---------- SELECTED EXTRACT ----------
I’ve already performed three events this year–January is invariably light for me as I don’t like to risk travel given the possibility of bad weather. I’ve already got well over 70 other shows lined up for the year, and usually continue to pick up additional gigs until year’s end. While I don’t expect to pick up proportionally as much as I have in years past given this starting point (I usually start with 30 – 40 shows booked by January for the year, and end up with a range of 100-150 shows by years end), I imagine there will be a slight increase in performances following the trend I had from the growth of last year from previous years.

This all seems to track pretty well with how musicians (of many genres) have increased revenue streams that was studied by the Artist Revenue Streams project and interestingly, some of my biggest growth spurts happened during the recession–a time when I was hearing musicians from all side of the pop/classical divide complaining about lack of work.

Needless to say, I’ve become far too busy making a living doing music to talk about making a living doing music, but these topics are still at the back of my mind and I’ll post as frequently as I can though it will be with far less frequency than in the past.


*In my work in schools and early string instruction, I’ve also noticed how more often new or recent works are being played by young musicians. This is until they get older and “graduate” to playing the “classic” rep.
----------
WHAT YOU WILL DO
1. In the passage about booking shows, rewrite everything from "This all seems" down to "lack of work.", swapping "recession" for "downturn".
2. Turn the paragraph of the show-booking passage that begins "I’ve already performed three events this year" into a short bulleted list that keeps its main facts.
3. Carry the passage about booking shows forward from its final sentence.
---------- COLLECTED MATERIAL ----------
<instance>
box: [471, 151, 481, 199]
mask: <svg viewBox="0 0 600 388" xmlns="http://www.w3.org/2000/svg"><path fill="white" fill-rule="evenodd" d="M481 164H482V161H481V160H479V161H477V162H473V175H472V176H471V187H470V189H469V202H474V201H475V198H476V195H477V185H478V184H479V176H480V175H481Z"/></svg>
----------
ANSWERS
1.
This all seems to track pretty well with how musicians (of many genres) have increased revenue streams that was studied by the Artist Revenue Streams project and interestingly, some of my biggest growth spurts happened during the downturn–a time when I was hearing musicians from all side of the pop/classical divide complaining about lack of work.

2.
- Three events performed so far this year; January is always light because of the risk of travel in bad weather.
- Well over 70 more shows already booked, with more gigs usually added until year's end.
- Usual pattern: 30–40 shows booked by January, ending with 100–150 by year's end.
- Proportionally fewer additions expected this year given the higher starting point, but a slight increase in performances is anticipated, following last year's growth.

3.
**In some of the youth organizations I work with, I also get the opportunity to have discussions about instruction, repertoire, and reflections by Concert Band educators on a regular basis. Many of the conductors of local youth symphonies that I work with are primarily concert band directors.

FEATURED IMAGE CREDIT: photo of me playing an improv show with Misha Feigin and dancers, Ann Law, Polly Curtis, Lori Teague, and Meg Gibbs in Chattanooga, Tennessee. November 2015. photo by Ernie Paik.


  1. Nice post! I have missed your blog but am glad that you are busy edifying the world about music in person!

    About the universal language thing: I always took it to mean that one simply hears music; one does not have to learn anything specific to have it enter the mind. Even a baby can listen. Of course, the more one knows about how the specific piece “works,” the more one can enjoy it (in theory; sometimes it doesn’t work out that way). Also, it would seem that extensive study of Western music can give one a leg up on understanding non-Western music, and vice-versa. I.e., I can tell sometimes when a non-Western scale is using microtones and can appreciate that difference.


  2. Thanks, Matt. I really do miss blogging regularly, but need to figure out how I can do that with my busy schedule.

    I think most people don’t really use that trope, or think about it in that way. I believe I wrote about another common one in a past blog–the “I Like Everything Except Country and Rap” trope which invariably means the person saying it generally likes other Western Pop Genres (e.g. Rock, R&B, Disco, Funk, Pop, etc.) and have created a sharp dichotomy between those and the disliked genres, namely County and Rap. Thousands of other genres from around the world rarely figure into the dichotomy because most people don’t have much familiarity with anything outside of regional/national mainstream genres.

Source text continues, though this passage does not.